### [Exercício escrito]
Dê seguimento ao relato de memórias da comissão militar no Planalto dos Macondes, começando logo após a última frase apresentada.

### [Excerto fornecido]
Foram momentos dramáticos e, sinceramente, durante toda a minha existência e desde o incêndio da Fragata D. Fernando II e Glória em 03 de Abril de 1963 a que sobrevivi com a idade de 13 anos, nunca como naquele dia me senti tão consciente de estar “tão próximo do outro lado do muro" e não regressar daquele inferno para onde fui enviado “sem jeito nem prosa”, para “defender uma pátria que nos foi madrasta”.
Ao longo dos 26 meses de comissão, o rebentamento das minas, o disparar das Kalashnikov, os disparos das nossas armas pesadas quando respondíamos aos ataque da FRELIMO, deixaram-me algumas mazelas do foro psicológico, ao ponto de nos primeiros anos após o meu regresso não poder ouvir os foguetes das festas, que ficava altamente perturbado, o que felizmente já passou.
Por outro lado, o som da chegada dos helicópteros à mata para evacuação dos feridos ou mortos em combate, como foi uma cena que vivi com bastante regularidade de cada vez que saía para a picada em colunas de reabastecimento ao longo dos 26 meses, de tal forma que ainda hoje e passados que são cerca de 45 anos do meu regresso daquele conflito colonial de má memória, ainda me sinto bastante emocionado de cada vez que ouço o barulho do sobrevoar de um helicóptero, ao ponto de sentir as lágrimas a escorrerem-me pela face, vindo-me à memória os momentos dramáticos vividos naquele inferno em pleno “Planalto dos Macondes”.

### [Dados fornecidos]
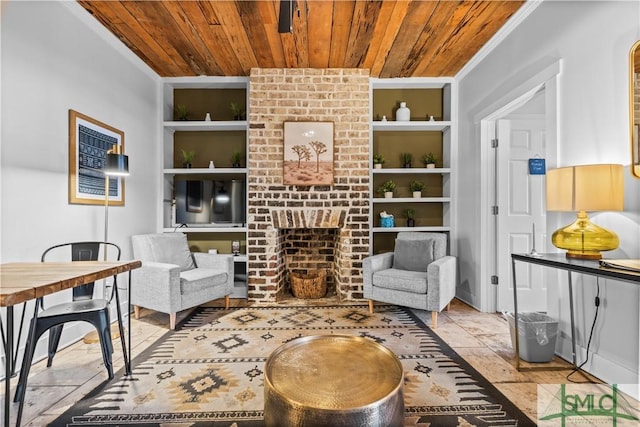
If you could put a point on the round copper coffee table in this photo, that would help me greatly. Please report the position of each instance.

### [Resolução do exercício]
No final da Comissão regressei a Portugal em 6 de Março de 1973, tendo a minha Companhia (Companhia de Caçadores 3309) regressado com quatro baixas e vários feridos, e o nosso Batalhão com 20 baixas na sua totalidade, companheiros que nunca foram esquecidos, dado que são sempre homenageados anualmente nos nossos Encontros Nacionais, assim como em dois livros que editei em sua memória com o título: “Do Tejo ao Rovuma. Uma breve pausa num tempo das nossas vidas” (2012) e num romance autobiográfico a que dei o nome de “Fardados de Lama”, editado em 2015.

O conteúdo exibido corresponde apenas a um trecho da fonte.